## BEGIN DATA EXTRACT

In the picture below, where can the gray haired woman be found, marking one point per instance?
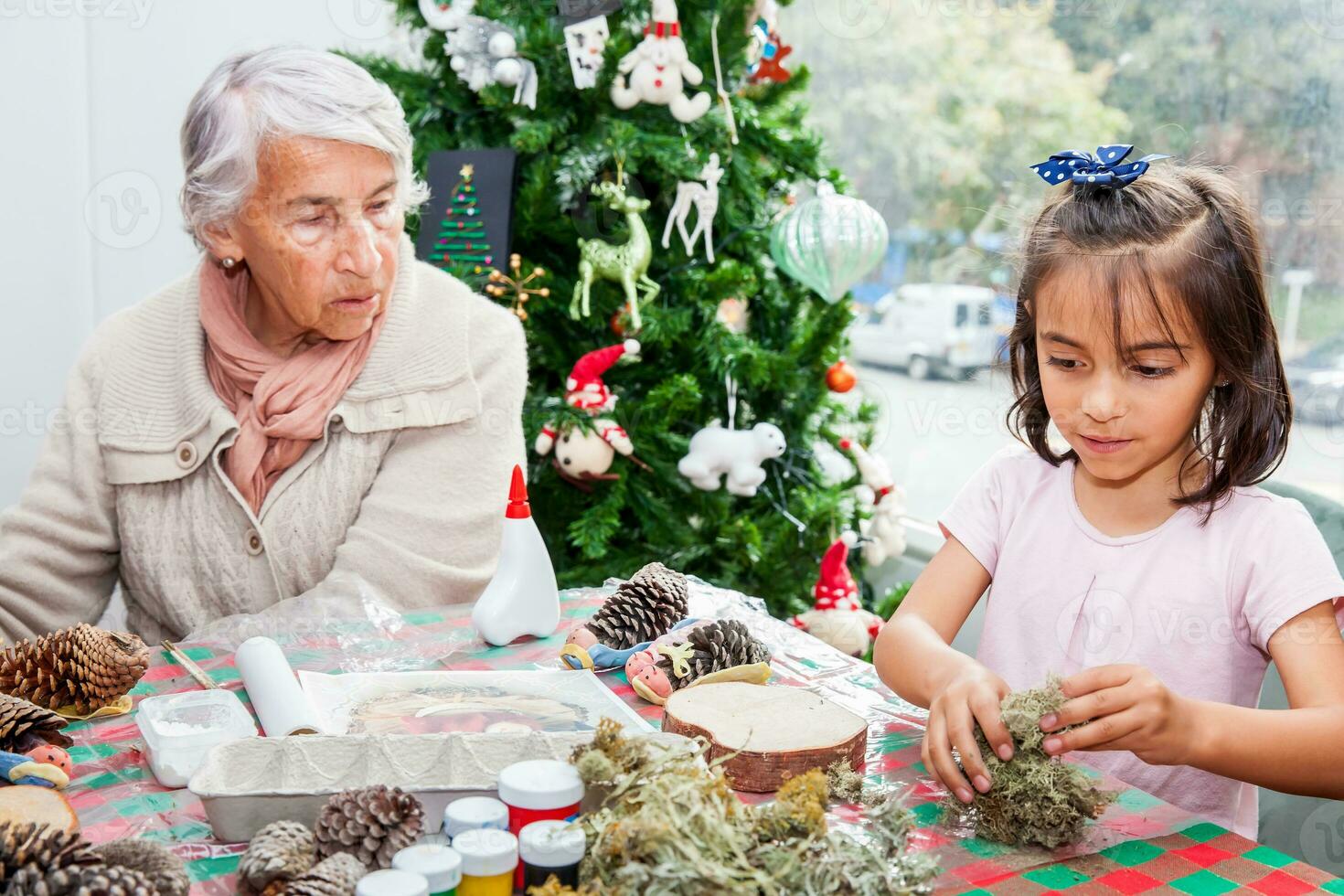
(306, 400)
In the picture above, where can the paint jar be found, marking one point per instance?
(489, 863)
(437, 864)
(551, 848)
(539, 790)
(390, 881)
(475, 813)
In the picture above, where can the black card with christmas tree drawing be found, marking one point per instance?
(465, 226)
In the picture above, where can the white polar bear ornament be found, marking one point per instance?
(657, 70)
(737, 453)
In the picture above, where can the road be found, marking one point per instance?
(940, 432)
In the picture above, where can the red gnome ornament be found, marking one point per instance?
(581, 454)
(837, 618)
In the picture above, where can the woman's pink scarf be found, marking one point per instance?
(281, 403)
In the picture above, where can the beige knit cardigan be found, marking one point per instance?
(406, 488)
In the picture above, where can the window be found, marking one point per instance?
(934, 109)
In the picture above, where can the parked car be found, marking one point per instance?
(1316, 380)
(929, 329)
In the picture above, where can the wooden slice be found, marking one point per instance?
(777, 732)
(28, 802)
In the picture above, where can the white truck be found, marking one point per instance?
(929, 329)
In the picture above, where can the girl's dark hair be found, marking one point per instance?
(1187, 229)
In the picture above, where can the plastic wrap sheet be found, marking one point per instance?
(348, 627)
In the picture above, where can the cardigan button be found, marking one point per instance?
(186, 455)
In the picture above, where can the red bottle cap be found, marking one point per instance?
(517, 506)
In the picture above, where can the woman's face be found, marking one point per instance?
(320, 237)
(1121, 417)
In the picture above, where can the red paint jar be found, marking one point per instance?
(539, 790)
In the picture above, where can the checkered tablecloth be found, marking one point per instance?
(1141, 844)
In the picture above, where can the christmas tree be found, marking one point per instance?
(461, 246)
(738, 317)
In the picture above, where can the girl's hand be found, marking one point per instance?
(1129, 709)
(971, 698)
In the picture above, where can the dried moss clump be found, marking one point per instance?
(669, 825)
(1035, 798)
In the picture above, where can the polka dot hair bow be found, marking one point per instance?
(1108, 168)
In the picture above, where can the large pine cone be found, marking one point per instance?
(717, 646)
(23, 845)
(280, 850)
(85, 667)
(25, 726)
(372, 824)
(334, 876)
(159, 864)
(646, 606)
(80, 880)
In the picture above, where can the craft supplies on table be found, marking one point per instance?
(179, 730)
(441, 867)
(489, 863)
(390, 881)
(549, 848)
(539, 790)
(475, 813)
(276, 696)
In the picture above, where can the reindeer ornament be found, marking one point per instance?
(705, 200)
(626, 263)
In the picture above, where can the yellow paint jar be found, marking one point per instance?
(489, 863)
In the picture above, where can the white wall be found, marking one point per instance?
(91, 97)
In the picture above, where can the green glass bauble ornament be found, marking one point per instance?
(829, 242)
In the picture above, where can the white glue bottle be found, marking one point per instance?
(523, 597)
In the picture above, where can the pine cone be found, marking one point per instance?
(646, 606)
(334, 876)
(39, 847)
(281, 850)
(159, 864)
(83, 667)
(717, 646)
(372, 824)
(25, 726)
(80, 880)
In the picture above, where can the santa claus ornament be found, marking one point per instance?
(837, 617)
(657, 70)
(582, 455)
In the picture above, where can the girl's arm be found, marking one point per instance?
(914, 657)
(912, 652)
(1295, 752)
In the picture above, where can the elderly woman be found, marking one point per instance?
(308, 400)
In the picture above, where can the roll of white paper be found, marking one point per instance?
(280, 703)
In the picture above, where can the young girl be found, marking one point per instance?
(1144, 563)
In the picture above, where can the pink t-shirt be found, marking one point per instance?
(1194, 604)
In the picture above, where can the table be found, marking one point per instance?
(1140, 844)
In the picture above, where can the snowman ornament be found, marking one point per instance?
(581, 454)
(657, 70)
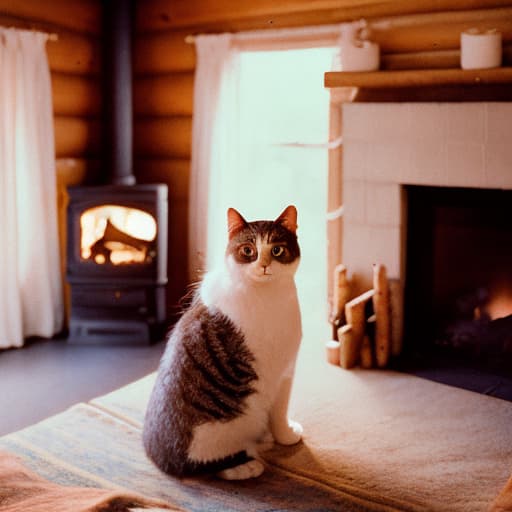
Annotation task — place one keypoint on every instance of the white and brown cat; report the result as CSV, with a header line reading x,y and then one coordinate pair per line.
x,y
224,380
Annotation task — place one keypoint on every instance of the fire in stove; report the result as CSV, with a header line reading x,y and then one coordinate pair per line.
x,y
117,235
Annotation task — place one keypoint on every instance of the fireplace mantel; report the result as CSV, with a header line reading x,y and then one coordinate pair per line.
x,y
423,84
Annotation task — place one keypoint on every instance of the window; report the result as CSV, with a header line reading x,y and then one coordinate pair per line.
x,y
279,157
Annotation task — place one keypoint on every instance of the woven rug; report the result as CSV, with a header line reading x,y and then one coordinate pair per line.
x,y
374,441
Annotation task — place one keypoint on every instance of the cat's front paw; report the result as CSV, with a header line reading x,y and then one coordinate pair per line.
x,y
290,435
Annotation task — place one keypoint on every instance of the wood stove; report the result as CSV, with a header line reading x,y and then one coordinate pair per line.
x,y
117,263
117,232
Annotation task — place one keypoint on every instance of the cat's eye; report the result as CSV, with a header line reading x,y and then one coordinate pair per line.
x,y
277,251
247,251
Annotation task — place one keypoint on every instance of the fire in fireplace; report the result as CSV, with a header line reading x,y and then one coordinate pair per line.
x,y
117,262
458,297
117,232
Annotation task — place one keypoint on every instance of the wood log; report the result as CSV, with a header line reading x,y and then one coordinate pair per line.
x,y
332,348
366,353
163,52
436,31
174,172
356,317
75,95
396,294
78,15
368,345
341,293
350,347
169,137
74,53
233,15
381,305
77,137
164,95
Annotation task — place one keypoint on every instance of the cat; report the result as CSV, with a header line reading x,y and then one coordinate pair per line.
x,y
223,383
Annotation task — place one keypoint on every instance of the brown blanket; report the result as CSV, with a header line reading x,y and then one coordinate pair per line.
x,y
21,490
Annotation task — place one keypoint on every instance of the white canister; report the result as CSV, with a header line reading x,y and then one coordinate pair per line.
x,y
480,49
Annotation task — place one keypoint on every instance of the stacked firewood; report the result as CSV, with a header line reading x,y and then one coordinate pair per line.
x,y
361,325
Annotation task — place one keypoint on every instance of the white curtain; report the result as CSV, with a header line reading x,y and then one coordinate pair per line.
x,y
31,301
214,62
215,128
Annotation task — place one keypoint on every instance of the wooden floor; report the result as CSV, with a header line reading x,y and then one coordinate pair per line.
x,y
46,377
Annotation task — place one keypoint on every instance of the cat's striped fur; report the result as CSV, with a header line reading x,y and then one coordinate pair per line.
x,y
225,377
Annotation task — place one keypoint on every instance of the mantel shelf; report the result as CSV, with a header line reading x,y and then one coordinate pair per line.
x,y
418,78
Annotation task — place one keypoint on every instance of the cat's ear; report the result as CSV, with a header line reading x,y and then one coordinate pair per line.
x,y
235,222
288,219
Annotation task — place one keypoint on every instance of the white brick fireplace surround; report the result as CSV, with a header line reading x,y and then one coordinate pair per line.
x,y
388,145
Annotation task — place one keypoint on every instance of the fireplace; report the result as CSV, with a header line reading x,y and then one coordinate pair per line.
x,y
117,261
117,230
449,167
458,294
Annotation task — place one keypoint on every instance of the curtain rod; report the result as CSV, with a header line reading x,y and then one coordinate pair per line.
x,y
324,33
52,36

## END DATA EXTRACT

_BRIEF:_ Copy everything from the start of the material down to the line containing "(1187, 229)", replacing each "ornament" with "decoration" and changing nothing else. Leave the picture out of your copy.

_REPLY TO THE TASK:_
In the picture below, where can the gray haired woman be found, marking one point per instance?
(306, 400)
In the picture above, where can the paint jar be found, marking one point per instance?
(489, 863)
(437, 864)
(551, 848)
(539, 790)
(390, 881)
(475, 813)
In the picture above, where can the black card with christmas tree drawing be found, marking one point per instance?
(465, 226)
In the picture above, where can the white polar bear decoration be found, marking one point per instance?
(657, 70)
(737, 453)
In the picture above, where can the road be found, marking one point per instance?
(940, 432)
In the picture above, where can the red gnome decoration be found, marking one point per instance?
(581, 454)
(837, 618)
In the picture above, where can the woman's pink scarf be found, marking one point per instance?
(281, 403)
In the picture above, where can the beige knit cardigan be found, marking one point per instance?
(406, 488)
In the picture above, where can the window be found, marking one point per instance?
(934, 109)
In the picture above, where can the parked car be found, marking one point per instance?
(1316, 380)
(929, 329)
In the picture above, where can the wooden slice be found, marking one point per instance?
(777, 732)
(28, 802)
In the picture above, where can the white truck be found, marking one point per instance?
(929, 329)
In the picture above, where can the girl's dark hair be found, marking one point per instance?
(1187, 229)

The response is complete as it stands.